***** Working data *****
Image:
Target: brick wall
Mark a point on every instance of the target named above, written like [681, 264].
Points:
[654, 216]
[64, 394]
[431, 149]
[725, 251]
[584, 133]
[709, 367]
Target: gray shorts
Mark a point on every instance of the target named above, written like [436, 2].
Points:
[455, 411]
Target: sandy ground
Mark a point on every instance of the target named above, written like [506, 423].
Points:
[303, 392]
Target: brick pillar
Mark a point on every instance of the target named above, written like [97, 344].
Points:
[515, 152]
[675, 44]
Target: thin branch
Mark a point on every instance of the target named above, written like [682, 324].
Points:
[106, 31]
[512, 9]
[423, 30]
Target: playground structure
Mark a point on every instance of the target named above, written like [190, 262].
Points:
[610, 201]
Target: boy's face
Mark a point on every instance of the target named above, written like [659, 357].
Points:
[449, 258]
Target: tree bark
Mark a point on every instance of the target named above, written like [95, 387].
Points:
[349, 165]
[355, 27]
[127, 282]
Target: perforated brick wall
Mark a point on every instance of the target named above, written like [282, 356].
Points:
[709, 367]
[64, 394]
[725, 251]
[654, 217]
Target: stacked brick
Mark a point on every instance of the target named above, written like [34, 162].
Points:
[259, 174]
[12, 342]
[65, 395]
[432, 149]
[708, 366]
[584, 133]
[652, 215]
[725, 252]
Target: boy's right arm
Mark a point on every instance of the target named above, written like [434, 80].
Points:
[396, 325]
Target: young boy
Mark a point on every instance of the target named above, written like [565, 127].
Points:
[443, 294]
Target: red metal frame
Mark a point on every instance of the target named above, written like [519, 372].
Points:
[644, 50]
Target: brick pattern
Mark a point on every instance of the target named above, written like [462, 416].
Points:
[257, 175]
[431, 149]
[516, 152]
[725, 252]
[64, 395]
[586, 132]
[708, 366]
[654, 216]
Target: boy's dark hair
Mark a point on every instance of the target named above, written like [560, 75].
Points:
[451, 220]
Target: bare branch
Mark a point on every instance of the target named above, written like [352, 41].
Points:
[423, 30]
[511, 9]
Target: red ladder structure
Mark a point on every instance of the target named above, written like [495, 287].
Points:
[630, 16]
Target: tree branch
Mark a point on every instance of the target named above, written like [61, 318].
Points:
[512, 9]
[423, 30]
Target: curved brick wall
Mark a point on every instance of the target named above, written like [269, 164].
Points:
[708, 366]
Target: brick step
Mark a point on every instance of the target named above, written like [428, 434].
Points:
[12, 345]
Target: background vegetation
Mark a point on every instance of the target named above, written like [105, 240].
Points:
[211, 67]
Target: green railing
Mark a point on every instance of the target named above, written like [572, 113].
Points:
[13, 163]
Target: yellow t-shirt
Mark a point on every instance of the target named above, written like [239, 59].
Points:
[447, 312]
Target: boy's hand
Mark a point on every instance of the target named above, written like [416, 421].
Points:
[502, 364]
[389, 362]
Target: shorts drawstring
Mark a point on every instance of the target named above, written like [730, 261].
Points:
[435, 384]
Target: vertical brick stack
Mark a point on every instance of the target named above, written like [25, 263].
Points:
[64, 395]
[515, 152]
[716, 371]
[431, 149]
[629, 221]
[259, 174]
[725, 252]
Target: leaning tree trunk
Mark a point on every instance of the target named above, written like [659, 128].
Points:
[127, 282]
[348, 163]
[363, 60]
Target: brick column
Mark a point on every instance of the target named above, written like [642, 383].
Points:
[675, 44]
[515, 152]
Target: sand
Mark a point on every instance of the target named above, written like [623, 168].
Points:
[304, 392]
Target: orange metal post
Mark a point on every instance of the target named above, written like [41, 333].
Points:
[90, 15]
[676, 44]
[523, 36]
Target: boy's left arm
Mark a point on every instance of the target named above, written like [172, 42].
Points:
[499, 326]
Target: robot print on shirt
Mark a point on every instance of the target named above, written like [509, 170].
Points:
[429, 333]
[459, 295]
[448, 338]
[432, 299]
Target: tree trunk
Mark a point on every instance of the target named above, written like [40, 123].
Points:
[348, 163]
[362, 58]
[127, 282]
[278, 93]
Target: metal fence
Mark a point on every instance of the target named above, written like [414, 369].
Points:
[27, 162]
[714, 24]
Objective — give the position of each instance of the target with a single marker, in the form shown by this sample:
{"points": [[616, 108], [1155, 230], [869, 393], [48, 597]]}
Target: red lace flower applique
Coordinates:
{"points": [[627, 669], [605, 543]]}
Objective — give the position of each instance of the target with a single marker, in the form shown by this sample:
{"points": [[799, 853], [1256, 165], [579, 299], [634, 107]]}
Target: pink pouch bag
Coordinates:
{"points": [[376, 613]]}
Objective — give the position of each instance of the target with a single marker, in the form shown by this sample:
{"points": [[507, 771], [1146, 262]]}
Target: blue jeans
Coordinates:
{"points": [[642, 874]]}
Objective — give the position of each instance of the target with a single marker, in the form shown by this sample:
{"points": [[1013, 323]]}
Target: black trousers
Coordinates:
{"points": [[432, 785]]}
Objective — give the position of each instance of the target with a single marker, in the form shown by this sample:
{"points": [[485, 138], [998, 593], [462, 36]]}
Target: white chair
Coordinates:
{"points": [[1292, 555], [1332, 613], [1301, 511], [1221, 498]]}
*****
**Assignment:**
Bring together all lines of the entries above in which the string "structure" occurs.

**Answer to the problem:**
Target: playground structure
Target: red ladder structure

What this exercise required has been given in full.